Written instruction — Copy out the complete listing, word for word.

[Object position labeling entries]
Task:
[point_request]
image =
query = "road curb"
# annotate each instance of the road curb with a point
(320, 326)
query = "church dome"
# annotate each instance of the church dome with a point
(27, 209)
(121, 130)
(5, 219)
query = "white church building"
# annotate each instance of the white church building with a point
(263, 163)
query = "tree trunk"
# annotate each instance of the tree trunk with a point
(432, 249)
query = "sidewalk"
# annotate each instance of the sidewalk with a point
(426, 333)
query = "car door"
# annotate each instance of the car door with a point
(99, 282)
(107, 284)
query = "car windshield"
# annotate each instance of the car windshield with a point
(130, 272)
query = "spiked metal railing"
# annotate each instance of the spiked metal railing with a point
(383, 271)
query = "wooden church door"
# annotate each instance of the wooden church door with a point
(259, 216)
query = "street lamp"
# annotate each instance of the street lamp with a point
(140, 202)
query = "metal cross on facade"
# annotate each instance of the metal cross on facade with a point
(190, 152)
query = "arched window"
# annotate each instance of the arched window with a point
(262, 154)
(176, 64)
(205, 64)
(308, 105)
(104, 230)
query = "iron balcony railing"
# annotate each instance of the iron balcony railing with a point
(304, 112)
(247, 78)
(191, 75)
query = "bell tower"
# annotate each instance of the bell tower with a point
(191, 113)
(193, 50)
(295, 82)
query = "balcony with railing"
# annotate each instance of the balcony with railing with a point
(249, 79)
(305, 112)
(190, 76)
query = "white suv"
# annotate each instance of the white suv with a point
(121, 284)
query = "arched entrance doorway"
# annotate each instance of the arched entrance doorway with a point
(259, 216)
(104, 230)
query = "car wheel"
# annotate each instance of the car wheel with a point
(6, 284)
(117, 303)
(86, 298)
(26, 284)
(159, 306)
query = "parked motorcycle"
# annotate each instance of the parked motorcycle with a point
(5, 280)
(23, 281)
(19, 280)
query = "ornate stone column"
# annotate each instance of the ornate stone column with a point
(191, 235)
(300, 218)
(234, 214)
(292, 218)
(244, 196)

Solution to this exercise —
Task:
[point_request]
image =
query = "road curb"
# annotate each instance of the road curb with a point
(320, 326)
query = "church dome"
# annotate each instance of the church dome with a point
(27, 209)
(121, 130)
(5, 219)
query = "white church building"
# annotate each instance of the white church building with a point
(263, 163)
query = "tree trunk"
# annotate each instance of the tree trunk with a point
(432, 249)
query = "sidewalk"
# annotate each instance of the sidewalk with a point
(426, 333)
query = "car door"
# annotate each instance of the car door with a point
(99, 282)
(107, 284)
query = "car windshield"
# annotate each instance of the car windshield with a point
(130, 272)
query = "spiked metal railing"
# annotate each instance of the spiked metal railing with a point
(383, 271)
query = "wooden church door"
# annotate each instance of the wooden church door with a point
(259, 216)
query = "street lamp"
# annotate each instance of the street lamp with a point
(140, 202)
query = "metal cross on facade"
# annotate each instance of the metal cross on facade with a point
(190, 152)
query = "arched window"
# annotate each instance of the arched window with a point
(262, 154)
(176, 64)
(205, 64)
(308, 105)
(104, 230)
query = "iron balcony railing"
# annotate each instance of the iron balcony railing with a point
(304, 112)
(247, 78)
(191, 75)
query = "bell tower"
# annotate each instance of the bell tower with a point
(191, 113)
(193, 50)
(295, 82)
query = "balcony with railing"
# annotate each instance of the balcony with railing with a point
(249, 79)
(305, 112)
(190, 76)
query = "white suv"
# annotate each instance of the white suv with a point
(121, 284)
query = "arched entrance doorway"
# annotate each instance of the arched entrance doorway with a point
(259, 216)
(104, 230)
query = "car wheel"
# annotate each instance of the car wheel with a point
(6, 284)
(117, 303)
(86, 298)
(26, 284)
(159, 306)
query = "parked motorcycle"
# annotate each instance of the parked motorcycle with a point
(5, 280)
(23, 281)
(19, 280)
query = "ornate stone column"
# annotate each instance of the ornate stone column with a point
(191, 235)
(300, 218)
(234, 214)
(292, 218)
(244, 196)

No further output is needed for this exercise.